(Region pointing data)
"""

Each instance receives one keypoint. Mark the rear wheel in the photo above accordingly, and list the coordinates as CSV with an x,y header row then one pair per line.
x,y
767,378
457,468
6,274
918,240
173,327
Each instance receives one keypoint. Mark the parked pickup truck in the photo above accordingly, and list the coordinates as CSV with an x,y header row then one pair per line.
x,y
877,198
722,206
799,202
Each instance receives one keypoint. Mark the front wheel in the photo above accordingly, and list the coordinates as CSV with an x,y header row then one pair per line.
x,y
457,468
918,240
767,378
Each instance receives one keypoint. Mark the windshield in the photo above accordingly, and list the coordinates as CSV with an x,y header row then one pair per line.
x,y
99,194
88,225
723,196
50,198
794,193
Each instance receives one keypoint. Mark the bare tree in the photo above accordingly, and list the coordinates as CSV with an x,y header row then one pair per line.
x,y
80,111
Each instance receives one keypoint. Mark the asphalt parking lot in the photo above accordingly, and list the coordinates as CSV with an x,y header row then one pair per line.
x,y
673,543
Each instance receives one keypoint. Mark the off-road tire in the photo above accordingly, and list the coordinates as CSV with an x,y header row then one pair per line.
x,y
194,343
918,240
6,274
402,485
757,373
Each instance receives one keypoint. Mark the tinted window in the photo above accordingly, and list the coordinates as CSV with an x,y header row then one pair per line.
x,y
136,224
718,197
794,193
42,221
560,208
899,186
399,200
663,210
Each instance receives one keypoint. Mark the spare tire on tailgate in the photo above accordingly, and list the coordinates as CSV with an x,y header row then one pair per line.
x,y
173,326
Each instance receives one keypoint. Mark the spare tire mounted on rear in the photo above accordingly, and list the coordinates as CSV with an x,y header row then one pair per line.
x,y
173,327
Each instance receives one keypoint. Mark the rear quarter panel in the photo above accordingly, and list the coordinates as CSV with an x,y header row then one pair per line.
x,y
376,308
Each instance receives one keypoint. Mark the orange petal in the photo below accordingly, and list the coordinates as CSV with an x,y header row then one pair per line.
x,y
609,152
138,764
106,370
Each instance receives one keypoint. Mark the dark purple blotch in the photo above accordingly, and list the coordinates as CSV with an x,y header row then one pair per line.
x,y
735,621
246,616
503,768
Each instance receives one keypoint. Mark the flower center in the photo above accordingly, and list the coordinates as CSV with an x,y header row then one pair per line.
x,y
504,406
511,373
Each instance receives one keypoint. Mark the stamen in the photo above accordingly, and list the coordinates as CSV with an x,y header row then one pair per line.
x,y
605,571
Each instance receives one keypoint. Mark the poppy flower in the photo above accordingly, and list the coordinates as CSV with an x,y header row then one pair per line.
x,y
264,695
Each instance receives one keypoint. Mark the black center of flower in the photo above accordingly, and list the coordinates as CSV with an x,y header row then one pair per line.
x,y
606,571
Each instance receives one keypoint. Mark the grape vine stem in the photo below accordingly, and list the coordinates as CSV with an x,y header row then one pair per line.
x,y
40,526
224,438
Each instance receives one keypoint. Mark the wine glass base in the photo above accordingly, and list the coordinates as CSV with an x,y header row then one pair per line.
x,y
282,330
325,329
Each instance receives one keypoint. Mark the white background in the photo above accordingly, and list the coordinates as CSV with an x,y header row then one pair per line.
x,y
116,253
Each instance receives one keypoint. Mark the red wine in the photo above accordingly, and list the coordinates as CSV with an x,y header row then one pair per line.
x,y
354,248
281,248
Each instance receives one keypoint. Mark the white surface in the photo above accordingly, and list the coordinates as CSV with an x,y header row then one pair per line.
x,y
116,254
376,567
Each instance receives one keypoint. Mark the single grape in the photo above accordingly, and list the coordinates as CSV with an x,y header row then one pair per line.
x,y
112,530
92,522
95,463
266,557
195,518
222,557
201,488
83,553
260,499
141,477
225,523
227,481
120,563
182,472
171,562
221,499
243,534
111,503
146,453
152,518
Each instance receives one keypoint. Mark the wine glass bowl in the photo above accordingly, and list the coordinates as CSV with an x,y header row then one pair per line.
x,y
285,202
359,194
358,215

"""

| The problem |
A word-for-word copy of all the entries is required.

| Output for this exercise |
Each instance receives one keypoint. Mark the rear wheel in the photo above accordingly, and list the coordinates as CSV with an x,y header row then one pair per line.
x,y
767,378
457,468
6,274
918,240
173,327
Each instance receives one keypoint. Mark the parked pickup truck in the photo above accordingly, and list the coordinates as CSV with an x,y header row then one pair per line.
x,y
877,198
722,206
799,202
Each instance receives one keypoint. Mark the front wheel in the photo above accordingly, and list the coordinates as CSV with an x,y header row then one pair per line.
x,y
457,468
918,240
767,378
Each instance receives one keypoint. Mark the windshield in the photo above accordingly, and list the coordinates as CSV with an x,y header row then one pair per line.
x,y
99,194
88,225
723,196
50,198
794,193
Each instance receives one keypoint. Mark the bare tree in the photo above accordingly, and list the coordinates as CSV with an x,y header row then one pair per line.
x,y
80,111
Each instance receives one keypoint. Mark the asphalt parking lot in the photo above accordingly, and list the coordinates as CSV with an x,y header row then one pair per line.
x,y
673,543
Each instance receives one keypoint. Mark the off-road tire in the photo above accordingly, and list the coordinates as CSV with an x,y header row then one pair per line.
x,y
194,343
918,240
6,274
402,485
757,373
Each instance receives one keypoint. Mark the tinted window in the photo above accordingly, and list the coordinates as CSV with an x,y header row then one pair per line.
x,y
136,224
718,197
794,193
42,221
560,208
899,186
399,200
663,210
Each instance receives one keypoint. Mark the spare tire on tailgate in the photo above accordingly, and list the coordinates as CSV with an x,y header row then one pair per line.
x,y
173,326
Each instance receives one keypoint. Mark the spare tire mounted on rear in the photo above accordingly, and list the coordinates as CSV with an x,y header row then one pair per line.
x,y
173,327
Each instance receives one keypoint. Mark the rear quarter panel in the photo above accordingly, and list the coordinates as CSV with an x,y header row then one pair per line.
x,y
376,308
Each instance receives one keypoint. Mark the orange petal in the photo below accordingly, and list the coordinates as CSV with an x,y header row then one pair per line.
x,y
609,152
138,764
106,370
Each instance receives one keypoint. Mark the dark purple blotch in the photo above accordingly, and list the coordinates as CSV with an x,y header row then one pair per line.
x,y
735,621
246,616
503,768
Each instance receives one keypoint. Mark the flower center in the photo above accordingly, and list the coordinates as CSV with an x,y header row then one pair per line.
x,y
504,406
511,373
Each instance receives one keypoint. Mark the stamen in the photo above accordingly, and list the coordinates as CSV with an x,y header row then one pair per line.
x,y
605,571
Each instance receives one keypoint. Mark the poppy flower in the photo above accordingly, and list the coordinates as CSV with an x,y header row then one pair per line.
x,y
264,695
Each instance receives one keypoint. Mark the black center of flower in the photo above accordingly, and list the coordinates as CSV with an x,y header row then one pair per line.
x,y
606,571
Each instance receives one keypoint. Mark the grape vine stem in the photo below accordingly, and list the coordinates as CSV with an x,y header row then one pair per line.
x,y
40,526
224,438
Each instance receives one keypoint. Mark the wine glass base in the photo above accordingly, and list the coordinates as CSV with an x,y header row then one pair per line.
x,y
282,330
325,329
Each instance receives one keypoint. Mark the white background in the photo above accordingly, and list the coordinates as CSV with an x,y header row then one pair per line.
x,y
116,253
Each instance receives one keypoint. Mark the red wine in the photo above accordingly, and list the coordinates as CSV with an x,y header row then one pair per line.
x,y
354,248
281,248
Each instance receives one keypoint. Mark the white surface in the photo above accordingly, and list the coordinates as CSV with an x,y header row then one pair per line.
x,y
116,254
376,567
Each instance receives one keypoint. Mark the single grape in the photo above accordingly, and list the coordinates as CSV with an x,y header row then one pair per line.
x,y
112,530
92,522
95,463
266,557
195,518
222,557
201,488
83,553
260,499
141,477
225,523
227,481
120,563
182,472
171,562
221,499
243,534
111,503
146,453
152,518
Each instance receives one keypoint. Mark the wine glass bowl in the photo above accordingly, and list the coordinates as CSV with an x,y header row then one pair per line.
x,y
285,202
359,194
358,215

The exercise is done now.